[BEGIN Dataset content]
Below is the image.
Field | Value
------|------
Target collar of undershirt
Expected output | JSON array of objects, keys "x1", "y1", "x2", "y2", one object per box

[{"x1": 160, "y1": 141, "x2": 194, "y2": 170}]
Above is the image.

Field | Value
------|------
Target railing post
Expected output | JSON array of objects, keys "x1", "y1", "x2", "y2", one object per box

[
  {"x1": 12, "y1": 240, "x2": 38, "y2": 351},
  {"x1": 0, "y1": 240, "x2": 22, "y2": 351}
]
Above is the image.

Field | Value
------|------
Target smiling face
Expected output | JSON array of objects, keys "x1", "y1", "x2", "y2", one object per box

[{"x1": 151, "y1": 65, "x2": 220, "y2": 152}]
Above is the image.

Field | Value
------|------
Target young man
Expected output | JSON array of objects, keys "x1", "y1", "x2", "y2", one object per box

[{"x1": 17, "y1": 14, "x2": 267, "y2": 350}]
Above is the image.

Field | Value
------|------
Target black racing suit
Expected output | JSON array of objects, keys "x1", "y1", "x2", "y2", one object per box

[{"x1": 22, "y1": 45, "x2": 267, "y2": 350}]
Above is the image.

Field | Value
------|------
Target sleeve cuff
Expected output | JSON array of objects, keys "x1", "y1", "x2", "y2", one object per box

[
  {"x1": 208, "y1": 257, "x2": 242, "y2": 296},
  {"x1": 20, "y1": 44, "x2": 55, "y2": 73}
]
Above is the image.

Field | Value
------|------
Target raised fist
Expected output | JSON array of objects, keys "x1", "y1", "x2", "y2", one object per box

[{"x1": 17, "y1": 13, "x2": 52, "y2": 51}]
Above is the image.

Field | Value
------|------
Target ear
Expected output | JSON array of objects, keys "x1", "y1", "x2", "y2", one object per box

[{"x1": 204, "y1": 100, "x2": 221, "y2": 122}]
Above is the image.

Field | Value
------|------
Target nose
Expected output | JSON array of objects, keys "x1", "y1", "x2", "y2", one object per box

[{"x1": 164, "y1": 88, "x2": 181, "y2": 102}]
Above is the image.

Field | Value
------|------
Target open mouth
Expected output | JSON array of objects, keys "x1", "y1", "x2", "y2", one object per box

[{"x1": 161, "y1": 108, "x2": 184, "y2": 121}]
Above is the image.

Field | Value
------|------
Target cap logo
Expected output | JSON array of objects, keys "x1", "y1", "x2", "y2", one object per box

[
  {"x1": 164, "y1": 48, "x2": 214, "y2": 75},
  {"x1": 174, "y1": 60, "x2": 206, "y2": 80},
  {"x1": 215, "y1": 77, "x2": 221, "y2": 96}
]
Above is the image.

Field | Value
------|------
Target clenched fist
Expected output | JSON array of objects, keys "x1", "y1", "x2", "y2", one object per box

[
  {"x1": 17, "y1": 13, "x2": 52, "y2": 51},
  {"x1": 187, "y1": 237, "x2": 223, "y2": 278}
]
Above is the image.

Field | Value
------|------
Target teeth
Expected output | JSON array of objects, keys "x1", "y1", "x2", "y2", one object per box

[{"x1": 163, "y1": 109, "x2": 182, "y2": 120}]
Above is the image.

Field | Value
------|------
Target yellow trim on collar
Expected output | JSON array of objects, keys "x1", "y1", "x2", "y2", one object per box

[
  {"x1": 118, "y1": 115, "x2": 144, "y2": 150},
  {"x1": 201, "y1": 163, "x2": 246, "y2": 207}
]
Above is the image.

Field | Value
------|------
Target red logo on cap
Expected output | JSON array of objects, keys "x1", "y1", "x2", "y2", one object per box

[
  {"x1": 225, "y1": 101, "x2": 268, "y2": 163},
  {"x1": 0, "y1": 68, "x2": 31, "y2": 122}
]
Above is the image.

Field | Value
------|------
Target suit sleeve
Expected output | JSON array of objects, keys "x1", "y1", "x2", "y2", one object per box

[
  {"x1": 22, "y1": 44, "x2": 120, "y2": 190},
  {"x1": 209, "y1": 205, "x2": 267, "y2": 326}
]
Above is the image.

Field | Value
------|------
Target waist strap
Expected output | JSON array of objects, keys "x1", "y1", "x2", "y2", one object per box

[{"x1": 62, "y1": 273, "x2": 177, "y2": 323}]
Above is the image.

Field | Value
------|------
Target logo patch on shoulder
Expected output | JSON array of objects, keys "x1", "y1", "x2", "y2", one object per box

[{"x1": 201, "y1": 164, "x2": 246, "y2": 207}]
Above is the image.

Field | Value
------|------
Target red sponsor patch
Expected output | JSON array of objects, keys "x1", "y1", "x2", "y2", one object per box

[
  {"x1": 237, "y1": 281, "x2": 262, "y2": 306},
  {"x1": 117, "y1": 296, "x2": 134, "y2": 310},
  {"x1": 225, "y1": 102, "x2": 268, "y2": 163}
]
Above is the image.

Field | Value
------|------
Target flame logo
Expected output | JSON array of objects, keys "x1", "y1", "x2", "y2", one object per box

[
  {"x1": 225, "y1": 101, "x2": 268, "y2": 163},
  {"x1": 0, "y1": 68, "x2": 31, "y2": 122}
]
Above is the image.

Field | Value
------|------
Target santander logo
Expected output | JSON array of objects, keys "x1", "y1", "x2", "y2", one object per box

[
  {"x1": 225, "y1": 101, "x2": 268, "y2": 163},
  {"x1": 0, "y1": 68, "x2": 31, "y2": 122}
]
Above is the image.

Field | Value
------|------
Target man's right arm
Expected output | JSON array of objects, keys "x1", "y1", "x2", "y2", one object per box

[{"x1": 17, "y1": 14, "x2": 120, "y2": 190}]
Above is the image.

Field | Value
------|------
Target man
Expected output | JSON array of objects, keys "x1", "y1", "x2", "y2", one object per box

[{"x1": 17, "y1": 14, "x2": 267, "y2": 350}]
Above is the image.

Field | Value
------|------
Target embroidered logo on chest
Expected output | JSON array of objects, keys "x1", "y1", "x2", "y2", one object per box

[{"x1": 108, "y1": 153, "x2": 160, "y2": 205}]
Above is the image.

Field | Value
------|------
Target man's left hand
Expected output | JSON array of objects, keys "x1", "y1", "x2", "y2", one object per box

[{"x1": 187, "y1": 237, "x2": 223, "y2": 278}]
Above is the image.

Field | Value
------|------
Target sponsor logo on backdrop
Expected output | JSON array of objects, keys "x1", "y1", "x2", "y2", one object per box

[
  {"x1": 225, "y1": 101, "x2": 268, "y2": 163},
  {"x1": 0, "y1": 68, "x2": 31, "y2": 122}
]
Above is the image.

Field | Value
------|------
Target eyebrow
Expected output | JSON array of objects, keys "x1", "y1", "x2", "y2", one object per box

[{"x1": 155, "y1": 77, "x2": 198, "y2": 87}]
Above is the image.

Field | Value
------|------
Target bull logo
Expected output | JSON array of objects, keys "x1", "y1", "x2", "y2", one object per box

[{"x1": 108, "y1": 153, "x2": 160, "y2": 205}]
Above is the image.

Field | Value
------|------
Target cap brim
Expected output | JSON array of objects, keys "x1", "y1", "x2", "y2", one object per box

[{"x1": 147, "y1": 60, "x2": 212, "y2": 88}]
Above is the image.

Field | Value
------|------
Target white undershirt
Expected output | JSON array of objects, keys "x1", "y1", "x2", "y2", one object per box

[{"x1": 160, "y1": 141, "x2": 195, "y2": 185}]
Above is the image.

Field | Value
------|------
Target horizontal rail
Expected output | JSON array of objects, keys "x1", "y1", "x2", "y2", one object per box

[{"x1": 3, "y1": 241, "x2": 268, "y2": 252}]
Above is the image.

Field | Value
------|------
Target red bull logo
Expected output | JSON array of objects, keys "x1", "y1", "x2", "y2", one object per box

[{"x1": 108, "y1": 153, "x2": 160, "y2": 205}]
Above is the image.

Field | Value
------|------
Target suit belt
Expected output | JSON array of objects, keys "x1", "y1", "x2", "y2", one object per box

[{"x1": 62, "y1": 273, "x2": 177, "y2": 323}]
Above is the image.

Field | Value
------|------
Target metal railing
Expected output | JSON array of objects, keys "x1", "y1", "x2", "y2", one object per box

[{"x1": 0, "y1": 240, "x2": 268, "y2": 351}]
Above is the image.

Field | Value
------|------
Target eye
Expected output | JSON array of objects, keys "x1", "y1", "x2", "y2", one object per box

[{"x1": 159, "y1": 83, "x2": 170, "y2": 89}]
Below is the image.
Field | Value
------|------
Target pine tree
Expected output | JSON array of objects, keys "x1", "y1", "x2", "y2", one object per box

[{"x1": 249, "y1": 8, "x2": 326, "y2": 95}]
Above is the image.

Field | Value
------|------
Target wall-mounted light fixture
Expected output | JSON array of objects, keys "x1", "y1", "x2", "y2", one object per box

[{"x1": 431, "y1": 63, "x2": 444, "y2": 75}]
[END Dataset content]
» Required work
How many of the lines above contain the string "sleeve"? Case matters; reply with the number alone.

» Exercise output
2